## ACTIVITIES
1 – Rewrite the passage of the text about Scientists Against Nuclear Arms from "I recall the" to "and nuclear power.", changing "inaugural meeting" to "first meeting".
2 – Tell whether each statement agrees with the text about Scientists Against Nuclear Arms. Answer yes or no for each, and quote the words that decide it.
(a) Keith Barnham was working as a particle physicist at CERN at the time of SANA's first meeting.
(b) The writer of the first part was Chair of SANA throughout the 1990s.
(c) SANA held an international conference at Imperial College in 1988.

## SOURCE TEXT
I joined Scientists Against Nuclear Arms (SANA, one of SGR’s antecedents) almost as soon as it was formed, primarily out of concern about the dangers of nuclear war, which often seemed an imminent threat. I was on the National Co-ordinating Committee for most of the 1980s, and Chair from 1985 to 1991. This was at the height of the Cold War, with a terrible arms race underway between the two superpowers and their allies. SANA did some really excellent work highlighting the risks of nuclear weaponry, including a study of the likely effects of a bomb on London and the idiocy of the Government’s plans for civil defence. There was a SANA presence at several of the big anti-nuclear demonstrations. We had a home-made, badly designed and awkward banner, that lived for some years in my garage, but it served its purpose. Another great success was the hosting of an international conference on 'Ways Out of the Arms Race' at Imperial College in 1988.  None of us guessed how the Cold War would actually end, with the collapse of the Soviet Union. This was one of the drivers of a shift in emphasis, away from the single issue of nuclear weaponry towards much wider concerns about the impact of science, a shift reflected in the transition from SANA to SGR, which I welcome. Nevertheless we must not forget that there are still thousands of nuclear weapons out there, and Britain is still wasting huge resources on upgrading ours. This is despite our commitment under the Non-Proliferation Treaty to work towards complete disarmament, a failure that threatens to encourage further nuclear proliferation.

 

Prof Keith Barnham, Member of National Co-ordinating Committee, Scientists Against Nuclear Arms (1981-82), SGR Sponsor (2009-present)

I recall the inaugural meeting of Scientists Against Nuclear Arms (SANA) in 1981. There was an impressive attendance and a large number of working groups were set up. I was then a particle physicist at CERN (the European Organization for Nuclear Research) so I signed for the international relations working group. I was in the process of switching to solar photovoltaic research so I also signed up for the group working on links between nuclear weapons and nuclear power.

I spent a year on the SANA co-ordinating committee organising international contacts. In those days there was a divisive controversy within the fast growing western peace movement between those who wanted contacts with the official peace movements in the eastern block and those who wanted contacts with dissidents. It became clear the infighting was only helping the ‘cold warriors’ so after a frustrating year I decided not to apply for re-election.

However, my experience with the working group on weapons-power links was far more constructive. SANA provided backing for CND’s case at the inquiry into the (then) proposed Sizewell B nuclear power station. This was a rare opportunity to obtain information about the links. The CND Sizewell Working Group discovered that Sellafield was reprocessing spent fuel from military as well as civil reactors in the same line at the same time without safeguards. Data from the inquiry enabled us to calculate the plutonium produced by civil reactors. We found that more plutonium was missing than the amount the government admitted sending to the USA under defence agreements.

## ENTRIES SUPPLIED
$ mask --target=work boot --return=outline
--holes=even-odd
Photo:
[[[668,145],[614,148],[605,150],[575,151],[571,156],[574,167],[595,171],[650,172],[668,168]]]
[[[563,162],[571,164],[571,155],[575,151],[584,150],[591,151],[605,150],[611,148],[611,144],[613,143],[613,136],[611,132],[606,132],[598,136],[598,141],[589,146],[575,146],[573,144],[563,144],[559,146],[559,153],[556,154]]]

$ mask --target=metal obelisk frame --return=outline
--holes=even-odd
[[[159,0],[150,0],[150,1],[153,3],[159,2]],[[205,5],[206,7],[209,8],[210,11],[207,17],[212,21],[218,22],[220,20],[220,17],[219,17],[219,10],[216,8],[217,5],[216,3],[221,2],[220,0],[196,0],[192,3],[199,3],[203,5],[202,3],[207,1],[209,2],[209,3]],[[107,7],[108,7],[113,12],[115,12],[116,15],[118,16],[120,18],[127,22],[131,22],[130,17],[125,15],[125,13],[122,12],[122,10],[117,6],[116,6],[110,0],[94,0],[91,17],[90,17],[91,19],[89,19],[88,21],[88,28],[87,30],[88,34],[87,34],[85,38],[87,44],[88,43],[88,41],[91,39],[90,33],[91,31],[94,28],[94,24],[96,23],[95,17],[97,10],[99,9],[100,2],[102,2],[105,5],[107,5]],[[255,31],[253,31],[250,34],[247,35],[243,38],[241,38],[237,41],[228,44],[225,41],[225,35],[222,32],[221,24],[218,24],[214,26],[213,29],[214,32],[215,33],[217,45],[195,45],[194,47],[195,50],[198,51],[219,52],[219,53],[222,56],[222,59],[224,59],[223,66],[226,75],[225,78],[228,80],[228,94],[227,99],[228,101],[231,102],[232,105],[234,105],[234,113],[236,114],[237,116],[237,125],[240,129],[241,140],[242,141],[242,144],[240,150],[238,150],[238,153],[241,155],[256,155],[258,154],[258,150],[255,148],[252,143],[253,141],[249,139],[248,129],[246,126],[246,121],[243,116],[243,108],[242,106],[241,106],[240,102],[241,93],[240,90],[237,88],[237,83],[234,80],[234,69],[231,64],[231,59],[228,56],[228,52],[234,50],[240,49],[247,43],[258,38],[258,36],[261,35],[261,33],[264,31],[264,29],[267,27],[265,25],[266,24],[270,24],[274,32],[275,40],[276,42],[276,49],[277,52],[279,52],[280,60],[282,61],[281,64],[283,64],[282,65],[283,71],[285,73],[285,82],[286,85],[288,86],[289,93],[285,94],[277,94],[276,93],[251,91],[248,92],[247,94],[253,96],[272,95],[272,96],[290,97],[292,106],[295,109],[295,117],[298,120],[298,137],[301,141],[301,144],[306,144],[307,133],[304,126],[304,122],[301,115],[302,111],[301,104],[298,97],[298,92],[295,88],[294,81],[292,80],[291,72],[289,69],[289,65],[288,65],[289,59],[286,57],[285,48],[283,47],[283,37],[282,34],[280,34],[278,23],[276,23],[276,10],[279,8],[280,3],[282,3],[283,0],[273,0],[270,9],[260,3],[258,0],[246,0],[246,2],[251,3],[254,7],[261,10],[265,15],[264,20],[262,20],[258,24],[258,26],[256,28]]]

## RESULTS IN ORDER
1 –
I recall the first meeting of Scientists Against Nuclear Arms (SANA) in 1981. There was an impressive attendance and a large number of working groups were set up. I was then a particle physicist at CERN (the European Organization for Nuclear Research) so I signed for the international relations working group. I was in the process of switching to solar photovoltaic research so I also signed up for the group working on links between nuclear weapons and nuclear power.

2 –
(a) Yes: "I was then a particle physicist at CERN"
(b) No: "Chair from 1985 to 1991"
(c) Yes: "the hosting of an international conference on 'Ways Out of the Arms Race' at Imperial College in 1988"